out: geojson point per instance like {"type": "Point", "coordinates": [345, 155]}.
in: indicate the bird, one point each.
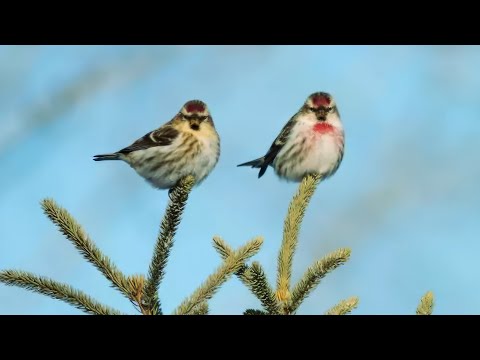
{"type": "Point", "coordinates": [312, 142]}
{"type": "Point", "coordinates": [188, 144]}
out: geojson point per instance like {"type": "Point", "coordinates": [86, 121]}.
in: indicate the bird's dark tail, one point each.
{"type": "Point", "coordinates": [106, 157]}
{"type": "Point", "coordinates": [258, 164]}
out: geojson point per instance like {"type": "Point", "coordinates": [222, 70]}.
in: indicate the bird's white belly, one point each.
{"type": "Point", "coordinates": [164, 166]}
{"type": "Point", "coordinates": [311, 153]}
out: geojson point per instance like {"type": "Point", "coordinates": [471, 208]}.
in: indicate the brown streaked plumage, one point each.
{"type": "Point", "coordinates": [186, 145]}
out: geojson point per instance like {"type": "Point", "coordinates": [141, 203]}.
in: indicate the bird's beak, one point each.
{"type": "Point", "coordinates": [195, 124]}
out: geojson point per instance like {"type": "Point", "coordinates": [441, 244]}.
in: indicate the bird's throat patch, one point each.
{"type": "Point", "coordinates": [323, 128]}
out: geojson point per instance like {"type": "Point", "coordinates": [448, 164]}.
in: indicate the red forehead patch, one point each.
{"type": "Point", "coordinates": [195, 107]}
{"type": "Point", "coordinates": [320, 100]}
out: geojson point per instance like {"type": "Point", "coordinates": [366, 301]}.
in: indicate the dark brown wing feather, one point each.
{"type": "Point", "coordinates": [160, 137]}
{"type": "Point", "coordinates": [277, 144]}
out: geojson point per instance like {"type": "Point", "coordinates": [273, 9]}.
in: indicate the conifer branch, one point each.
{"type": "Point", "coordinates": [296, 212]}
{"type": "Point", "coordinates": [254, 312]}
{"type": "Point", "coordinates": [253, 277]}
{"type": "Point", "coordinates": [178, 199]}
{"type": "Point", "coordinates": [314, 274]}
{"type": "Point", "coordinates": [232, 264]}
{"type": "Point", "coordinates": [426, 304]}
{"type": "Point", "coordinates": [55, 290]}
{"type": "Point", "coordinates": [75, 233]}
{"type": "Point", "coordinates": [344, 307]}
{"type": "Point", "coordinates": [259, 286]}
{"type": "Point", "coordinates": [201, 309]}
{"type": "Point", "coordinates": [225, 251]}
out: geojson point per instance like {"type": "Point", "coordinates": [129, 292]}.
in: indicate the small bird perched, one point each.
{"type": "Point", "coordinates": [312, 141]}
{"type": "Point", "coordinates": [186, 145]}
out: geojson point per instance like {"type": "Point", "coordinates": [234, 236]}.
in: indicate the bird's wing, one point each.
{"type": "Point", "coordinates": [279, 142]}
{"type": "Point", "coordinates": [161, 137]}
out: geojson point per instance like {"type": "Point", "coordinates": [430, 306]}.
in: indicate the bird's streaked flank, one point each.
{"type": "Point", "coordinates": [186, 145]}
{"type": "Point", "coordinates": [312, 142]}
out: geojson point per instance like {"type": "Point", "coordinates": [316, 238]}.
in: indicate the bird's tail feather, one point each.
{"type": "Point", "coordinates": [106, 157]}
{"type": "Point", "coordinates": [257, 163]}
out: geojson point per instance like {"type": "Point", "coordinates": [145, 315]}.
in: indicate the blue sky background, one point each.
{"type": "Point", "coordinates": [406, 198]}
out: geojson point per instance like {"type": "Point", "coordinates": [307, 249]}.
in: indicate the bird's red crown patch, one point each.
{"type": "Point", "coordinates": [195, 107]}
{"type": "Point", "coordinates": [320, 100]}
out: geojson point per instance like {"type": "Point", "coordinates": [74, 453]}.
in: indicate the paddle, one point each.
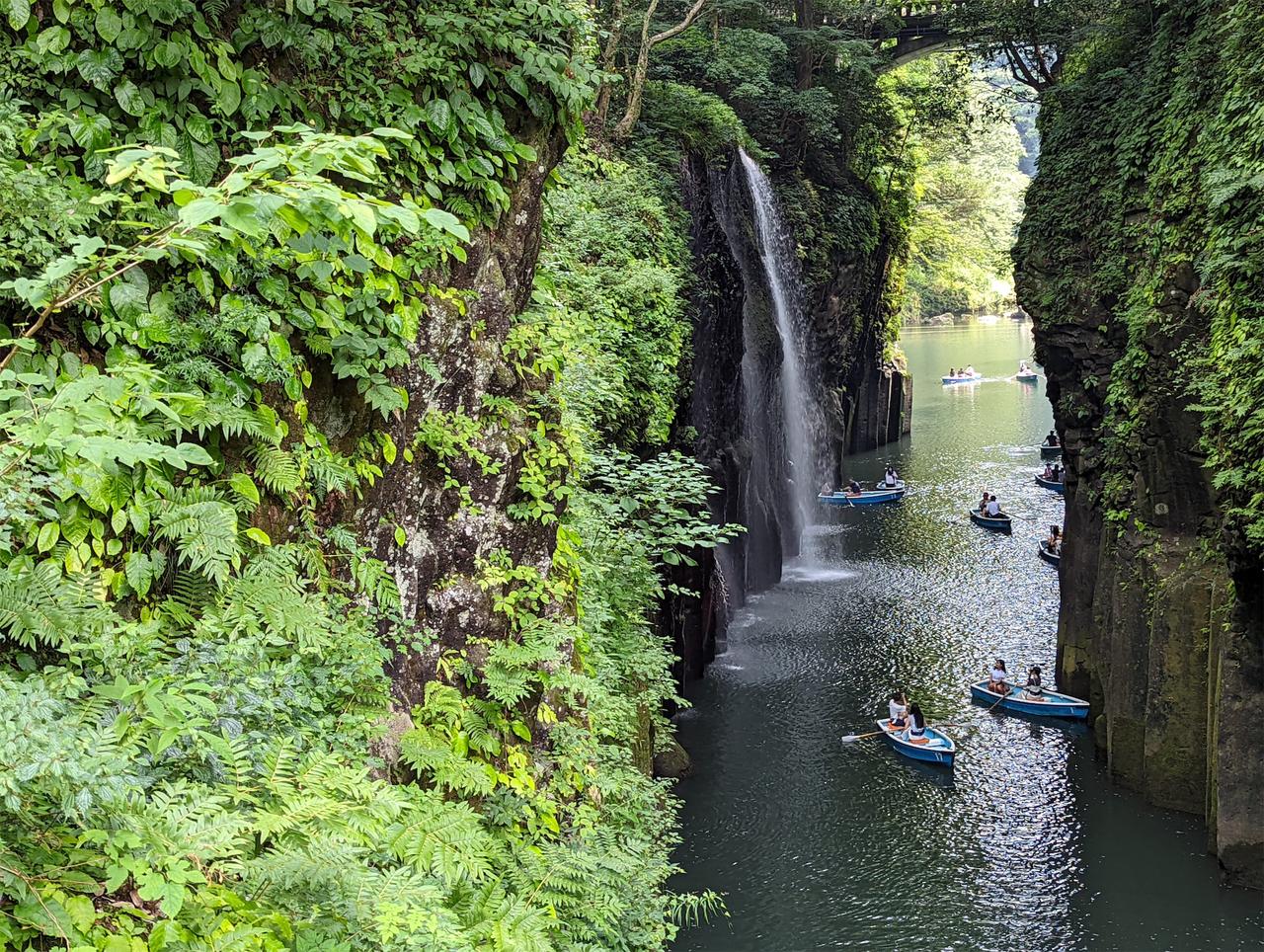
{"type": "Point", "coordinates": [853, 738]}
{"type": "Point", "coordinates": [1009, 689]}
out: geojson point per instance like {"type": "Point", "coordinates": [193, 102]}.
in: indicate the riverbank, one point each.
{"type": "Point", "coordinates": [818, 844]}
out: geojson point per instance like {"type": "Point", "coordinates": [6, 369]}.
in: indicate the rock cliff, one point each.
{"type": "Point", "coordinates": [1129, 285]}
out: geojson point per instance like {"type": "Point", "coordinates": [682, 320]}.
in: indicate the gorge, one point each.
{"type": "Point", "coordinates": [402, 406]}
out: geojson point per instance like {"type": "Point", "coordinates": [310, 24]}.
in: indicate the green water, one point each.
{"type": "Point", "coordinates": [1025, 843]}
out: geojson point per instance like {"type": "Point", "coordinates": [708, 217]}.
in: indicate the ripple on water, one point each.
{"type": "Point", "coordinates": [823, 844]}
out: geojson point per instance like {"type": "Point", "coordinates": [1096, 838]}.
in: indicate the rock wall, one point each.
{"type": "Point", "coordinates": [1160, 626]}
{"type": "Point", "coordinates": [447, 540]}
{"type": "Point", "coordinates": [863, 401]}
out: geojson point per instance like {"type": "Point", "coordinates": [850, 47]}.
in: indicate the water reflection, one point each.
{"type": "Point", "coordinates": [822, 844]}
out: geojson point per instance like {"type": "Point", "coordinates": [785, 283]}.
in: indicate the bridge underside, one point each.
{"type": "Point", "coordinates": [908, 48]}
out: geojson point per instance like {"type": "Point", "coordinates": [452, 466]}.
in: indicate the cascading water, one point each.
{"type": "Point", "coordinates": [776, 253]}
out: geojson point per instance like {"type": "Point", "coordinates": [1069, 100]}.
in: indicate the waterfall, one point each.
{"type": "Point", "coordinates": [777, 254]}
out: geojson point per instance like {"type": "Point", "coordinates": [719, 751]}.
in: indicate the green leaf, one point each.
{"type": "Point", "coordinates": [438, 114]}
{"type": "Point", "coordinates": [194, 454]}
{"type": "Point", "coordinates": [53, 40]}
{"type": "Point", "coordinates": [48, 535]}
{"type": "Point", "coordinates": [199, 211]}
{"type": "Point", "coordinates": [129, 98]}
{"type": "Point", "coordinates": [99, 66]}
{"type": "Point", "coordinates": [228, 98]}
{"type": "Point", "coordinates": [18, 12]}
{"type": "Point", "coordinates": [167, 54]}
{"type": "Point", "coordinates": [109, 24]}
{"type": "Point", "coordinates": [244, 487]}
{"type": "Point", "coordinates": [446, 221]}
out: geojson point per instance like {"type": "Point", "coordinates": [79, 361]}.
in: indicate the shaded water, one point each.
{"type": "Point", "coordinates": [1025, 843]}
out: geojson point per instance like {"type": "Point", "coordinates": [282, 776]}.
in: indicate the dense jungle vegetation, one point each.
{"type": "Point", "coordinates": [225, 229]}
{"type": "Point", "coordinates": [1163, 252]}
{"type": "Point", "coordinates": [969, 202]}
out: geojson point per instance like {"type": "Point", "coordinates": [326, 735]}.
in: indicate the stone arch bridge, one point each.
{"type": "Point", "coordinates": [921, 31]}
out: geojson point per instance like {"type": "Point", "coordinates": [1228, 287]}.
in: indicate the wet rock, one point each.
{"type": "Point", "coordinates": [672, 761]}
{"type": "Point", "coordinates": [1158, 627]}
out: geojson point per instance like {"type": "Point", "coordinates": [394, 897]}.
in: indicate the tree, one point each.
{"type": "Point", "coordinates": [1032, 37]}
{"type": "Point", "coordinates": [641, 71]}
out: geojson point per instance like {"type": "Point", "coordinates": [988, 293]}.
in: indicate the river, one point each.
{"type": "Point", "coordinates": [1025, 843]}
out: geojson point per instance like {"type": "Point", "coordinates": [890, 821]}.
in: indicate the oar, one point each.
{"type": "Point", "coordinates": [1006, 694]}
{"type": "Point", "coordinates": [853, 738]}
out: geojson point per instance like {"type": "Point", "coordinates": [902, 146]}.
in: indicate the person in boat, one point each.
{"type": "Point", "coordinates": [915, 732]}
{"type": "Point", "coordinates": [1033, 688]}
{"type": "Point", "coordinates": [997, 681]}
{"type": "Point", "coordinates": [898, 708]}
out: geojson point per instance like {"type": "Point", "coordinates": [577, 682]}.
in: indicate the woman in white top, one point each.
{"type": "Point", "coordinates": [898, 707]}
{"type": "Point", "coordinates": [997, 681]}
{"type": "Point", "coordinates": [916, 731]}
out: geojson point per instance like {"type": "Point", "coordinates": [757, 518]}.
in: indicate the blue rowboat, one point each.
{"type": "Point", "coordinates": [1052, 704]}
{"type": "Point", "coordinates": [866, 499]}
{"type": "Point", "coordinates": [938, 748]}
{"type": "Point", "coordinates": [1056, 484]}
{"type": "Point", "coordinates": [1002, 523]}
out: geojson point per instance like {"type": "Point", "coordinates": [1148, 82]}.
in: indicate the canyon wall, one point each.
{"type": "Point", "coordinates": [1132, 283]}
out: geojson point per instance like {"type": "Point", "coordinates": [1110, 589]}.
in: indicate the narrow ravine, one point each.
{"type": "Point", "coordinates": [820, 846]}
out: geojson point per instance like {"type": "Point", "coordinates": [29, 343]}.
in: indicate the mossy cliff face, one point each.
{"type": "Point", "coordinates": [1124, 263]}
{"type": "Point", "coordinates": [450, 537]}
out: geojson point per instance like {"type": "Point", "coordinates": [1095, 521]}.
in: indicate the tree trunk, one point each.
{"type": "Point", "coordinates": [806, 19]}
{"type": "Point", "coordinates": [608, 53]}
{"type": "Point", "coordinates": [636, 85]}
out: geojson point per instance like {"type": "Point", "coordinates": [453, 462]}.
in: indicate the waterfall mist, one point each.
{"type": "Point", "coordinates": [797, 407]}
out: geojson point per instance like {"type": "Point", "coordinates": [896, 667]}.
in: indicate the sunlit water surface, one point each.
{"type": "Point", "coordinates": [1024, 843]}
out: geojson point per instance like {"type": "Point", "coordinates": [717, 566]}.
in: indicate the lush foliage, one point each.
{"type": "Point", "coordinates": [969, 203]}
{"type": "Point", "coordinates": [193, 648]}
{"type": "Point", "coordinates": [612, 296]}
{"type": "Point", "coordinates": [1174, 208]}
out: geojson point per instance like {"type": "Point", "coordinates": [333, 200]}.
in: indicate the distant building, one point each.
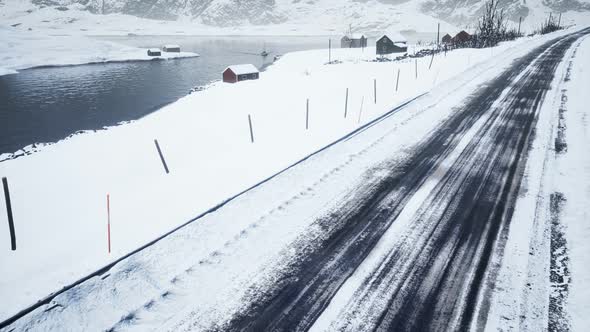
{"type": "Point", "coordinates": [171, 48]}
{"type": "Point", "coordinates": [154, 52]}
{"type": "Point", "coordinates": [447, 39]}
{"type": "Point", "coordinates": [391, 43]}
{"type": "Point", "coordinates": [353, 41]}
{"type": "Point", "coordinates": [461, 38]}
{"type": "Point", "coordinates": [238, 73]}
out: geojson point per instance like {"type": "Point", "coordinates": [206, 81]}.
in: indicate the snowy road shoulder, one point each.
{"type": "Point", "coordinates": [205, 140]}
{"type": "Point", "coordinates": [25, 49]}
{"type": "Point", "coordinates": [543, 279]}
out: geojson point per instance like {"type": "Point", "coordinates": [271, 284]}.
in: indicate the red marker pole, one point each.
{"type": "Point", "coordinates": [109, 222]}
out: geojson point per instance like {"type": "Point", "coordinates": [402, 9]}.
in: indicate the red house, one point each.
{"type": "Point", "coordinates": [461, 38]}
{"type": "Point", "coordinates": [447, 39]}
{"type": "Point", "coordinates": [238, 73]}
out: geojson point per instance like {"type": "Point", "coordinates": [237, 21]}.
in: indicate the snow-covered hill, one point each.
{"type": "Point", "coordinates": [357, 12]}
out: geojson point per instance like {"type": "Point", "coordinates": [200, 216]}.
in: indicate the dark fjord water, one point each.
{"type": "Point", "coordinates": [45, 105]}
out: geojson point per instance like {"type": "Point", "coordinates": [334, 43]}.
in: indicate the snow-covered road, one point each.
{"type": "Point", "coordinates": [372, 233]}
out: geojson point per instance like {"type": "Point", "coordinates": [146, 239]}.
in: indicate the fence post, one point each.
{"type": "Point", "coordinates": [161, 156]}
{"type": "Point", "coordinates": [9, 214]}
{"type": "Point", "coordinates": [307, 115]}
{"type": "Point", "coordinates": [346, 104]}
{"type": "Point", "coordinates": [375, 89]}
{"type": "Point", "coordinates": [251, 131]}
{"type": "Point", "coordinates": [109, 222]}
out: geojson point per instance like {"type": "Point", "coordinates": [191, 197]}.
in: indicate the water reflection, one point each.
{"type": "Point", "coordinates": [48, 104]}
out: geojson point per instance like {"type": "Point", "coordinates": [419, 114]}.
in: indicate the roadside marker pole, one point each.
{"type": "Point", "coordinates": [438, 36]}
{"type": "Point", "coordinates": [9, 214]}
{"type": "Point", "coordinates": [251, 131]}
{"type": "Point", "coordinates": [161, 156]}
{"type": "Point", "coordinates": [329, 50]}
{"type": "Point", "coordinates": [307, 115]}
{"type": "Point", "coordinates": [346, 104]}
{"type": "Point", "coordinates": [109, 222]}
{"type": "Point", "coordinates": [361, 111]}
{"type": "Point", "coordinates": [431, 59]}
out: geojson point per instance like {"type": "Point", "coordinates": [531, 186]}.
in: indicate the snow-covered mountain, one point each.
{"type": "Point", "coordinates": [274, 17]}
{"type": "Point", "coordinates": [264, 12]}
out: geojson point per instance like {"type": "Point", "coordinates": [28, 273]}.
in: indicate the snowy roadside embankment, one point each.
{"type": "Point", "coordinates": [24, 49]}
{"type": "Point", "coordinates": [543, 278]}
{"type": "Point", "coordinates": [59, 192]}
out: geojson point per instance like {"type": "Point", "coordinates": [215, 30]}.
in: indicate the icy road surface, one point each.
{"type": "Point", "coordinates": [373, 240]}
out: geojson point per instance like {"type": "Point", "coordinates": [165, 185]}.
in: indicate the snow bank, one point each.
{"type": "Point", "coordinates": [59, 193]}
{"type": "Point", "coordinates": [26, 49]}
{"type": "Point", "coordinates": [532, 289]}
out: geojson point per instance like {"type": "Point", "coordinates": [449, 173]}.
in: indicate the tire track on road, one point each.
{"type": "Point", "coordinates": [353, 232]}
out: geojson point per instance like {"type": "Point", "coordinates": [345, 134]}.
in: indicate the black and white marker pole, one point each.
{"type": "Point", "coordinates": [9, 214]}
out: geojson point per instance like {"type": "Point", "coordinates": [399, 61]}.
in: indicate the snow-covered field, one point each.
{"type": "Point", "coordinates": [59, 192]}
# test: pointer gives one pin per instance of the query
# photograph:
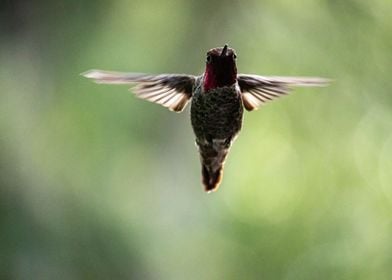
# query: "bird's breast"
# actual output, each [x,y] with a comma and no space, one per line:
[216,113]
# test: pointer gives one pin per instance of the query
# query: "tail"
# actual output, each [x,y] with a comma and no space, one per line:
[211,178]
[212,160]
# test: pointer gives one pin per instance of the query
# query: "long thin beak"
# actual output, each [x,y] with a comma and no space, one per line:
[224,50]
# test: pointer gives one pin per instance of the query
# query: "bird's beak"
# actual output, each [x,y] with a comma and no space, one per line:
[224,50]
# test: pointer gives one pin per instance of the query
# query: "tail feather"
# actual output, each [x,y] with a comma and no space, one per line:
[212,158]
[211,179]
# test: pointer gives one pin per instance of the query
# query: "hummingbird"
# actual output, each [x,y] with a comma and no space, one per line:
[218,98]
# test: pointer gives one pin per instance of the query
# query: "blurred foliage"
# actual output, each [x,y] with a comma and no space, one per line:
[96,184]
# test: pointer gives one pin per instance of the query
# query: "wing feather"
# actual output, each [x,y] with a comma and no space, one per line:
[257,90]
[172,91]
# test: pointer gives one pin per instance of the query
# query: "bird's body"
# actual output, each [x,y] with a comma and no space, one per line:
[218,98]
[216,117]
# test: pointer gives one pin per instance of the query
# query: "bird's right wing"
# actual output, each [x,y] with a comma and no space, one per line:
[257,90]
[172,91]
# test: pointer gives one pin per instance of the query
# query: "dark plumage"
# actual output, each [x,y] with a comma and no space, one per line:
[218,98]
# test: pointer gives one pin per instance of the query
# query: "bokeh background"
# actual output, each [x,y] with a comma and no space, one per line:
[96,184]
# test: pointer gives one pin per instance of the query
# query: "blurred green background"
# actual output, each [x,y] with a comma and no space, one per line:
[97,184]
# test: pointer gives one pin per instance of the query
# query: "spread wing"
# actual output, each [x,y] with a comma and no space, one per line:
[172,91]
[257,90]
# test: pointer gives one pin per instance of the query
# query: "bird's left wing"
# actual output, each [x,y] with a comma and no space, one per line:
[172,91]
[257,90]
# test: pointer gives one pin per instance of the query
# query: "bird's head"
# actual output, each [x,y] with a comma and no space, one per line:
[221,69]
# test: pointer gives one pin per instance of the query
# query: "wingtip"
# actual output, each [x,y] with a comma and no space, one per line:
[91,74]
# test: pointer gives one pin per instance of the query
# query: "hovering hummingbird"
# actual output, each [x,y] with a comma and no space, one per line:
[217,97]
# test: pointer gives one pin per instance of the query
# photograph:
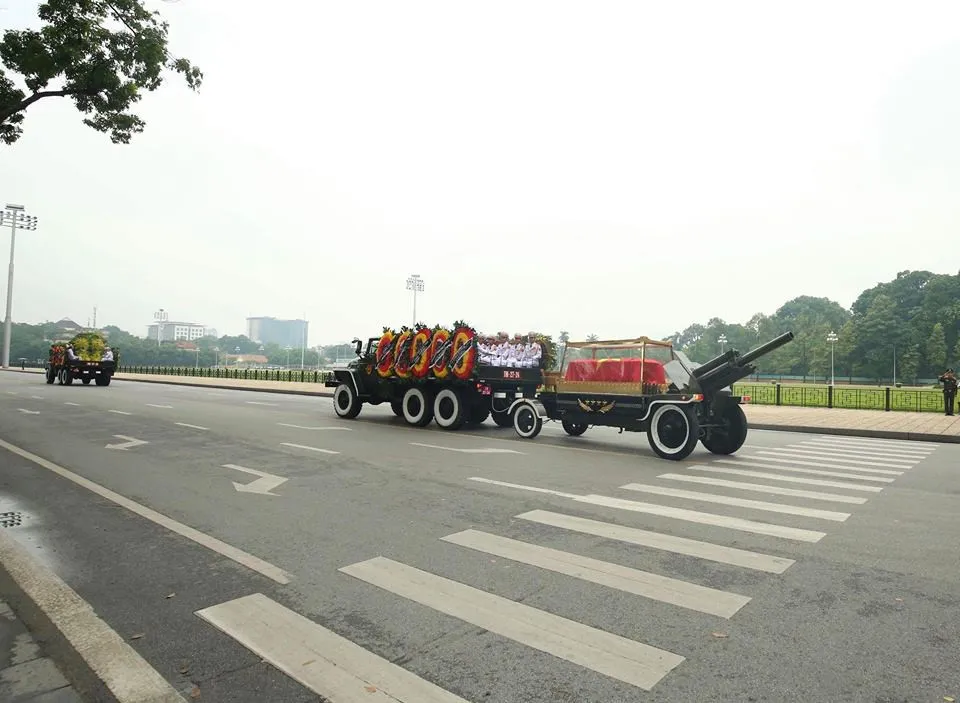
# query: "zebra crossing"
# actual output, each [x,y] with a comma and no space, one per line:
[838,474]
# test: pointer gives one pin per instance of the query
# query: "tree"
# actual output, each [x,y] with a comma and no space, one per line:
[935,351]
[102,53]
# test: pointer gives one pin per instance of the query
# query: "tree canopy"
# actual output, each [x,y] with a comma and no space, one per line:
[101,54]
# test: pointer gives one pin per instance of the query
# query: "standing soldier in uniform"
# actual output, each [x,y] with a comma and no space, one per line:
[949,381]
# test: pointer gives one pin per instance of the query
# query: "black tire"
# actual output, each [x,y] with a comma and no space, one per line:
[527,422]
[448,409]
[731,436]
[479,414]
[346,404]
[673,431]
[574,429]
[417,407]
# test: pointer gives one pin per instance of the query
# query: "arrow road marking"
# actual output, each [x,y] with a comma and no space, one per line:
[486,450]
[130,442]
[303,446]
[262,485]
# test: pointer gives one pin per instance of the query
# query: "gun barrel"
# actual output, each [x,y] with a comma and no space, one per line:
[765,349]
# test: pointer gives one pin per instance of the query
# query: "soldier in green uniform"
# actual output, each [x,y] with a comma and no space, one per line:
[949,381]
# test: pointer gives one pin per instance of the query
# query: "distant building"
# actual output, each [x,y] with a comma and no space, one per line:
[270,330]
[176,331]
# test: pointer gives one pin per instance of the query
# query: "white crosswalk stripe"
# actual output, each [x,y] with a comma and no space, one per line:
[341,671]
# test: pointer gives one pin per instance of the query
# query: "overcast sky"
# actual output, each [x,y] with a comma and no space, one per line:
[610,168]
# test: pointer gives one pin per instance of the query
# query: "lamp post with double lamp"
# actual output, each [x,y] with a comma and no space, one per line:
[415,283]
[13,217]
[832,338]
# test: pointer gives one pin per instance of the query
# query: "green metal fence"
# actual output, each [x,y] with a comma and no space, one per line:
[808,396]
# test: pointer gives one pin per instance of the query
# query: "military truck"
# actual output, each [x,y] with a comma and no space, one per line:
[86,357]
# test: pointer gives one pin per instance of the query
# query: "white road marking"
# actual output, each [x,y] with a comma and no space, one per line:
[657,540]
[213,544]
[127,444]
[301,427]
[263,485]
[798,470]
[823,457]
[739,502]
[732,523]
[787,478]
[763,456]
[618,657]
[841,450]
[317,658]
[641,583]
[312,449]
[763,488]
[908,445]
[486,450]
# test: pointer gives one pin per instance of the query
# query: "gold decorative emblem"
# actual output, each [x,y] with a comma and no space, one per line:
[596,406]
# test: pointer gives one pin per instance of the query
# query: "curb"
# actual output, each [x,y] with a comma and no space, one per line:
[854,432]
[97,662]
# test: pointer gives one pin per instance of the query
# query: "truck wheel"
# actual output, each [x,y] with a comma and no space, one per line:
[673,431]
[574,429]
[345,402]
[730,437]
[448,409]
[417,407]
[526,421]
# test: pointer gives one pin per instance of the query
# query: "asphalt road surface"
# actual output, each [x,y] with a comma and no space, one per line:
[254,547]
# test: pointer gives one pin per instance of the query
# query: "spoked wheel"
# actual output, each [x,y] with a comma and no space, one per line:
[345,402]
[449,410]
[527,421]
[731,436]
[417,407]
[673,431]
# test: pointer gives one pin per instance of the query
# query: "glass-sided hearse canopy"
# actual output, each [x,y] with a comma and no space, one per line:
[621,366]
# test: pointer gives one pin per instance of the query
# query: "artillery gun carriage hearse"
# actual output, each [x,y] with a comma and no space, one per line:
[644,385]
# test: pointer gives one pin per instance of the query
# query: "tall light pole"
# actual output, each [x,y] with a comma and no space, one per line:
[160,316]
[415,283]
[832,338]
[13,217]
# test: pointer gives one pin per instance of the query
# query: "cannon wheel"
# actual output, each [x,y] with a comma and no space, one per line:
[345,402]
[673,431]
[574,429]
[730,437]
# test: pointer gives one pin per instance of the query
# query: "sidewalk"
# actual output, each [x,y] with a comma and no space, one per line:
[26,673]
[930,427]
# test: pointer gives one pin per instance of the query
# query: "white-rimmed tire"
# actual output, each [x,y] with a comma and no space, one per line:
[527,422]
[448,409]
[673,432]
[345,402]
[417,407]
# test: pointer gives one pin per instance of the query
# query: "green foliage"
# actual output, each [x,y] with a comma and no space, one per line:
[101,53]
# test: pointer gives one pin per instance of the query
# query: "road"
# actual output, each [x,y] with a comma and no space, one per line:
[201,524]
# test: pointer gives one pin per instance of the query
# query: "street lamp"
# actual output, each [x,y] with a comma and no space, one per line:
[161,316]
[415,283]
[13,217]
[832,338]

● **WORK TO COMPLETE**
List every line of the records that contains the string "roadside", matching case exactly.

● **SOLUTION TO THIS EXERCISE**
in: indicate the roadside marker pole, one point each.
in: indicate the snowy roadside embankment, one point each.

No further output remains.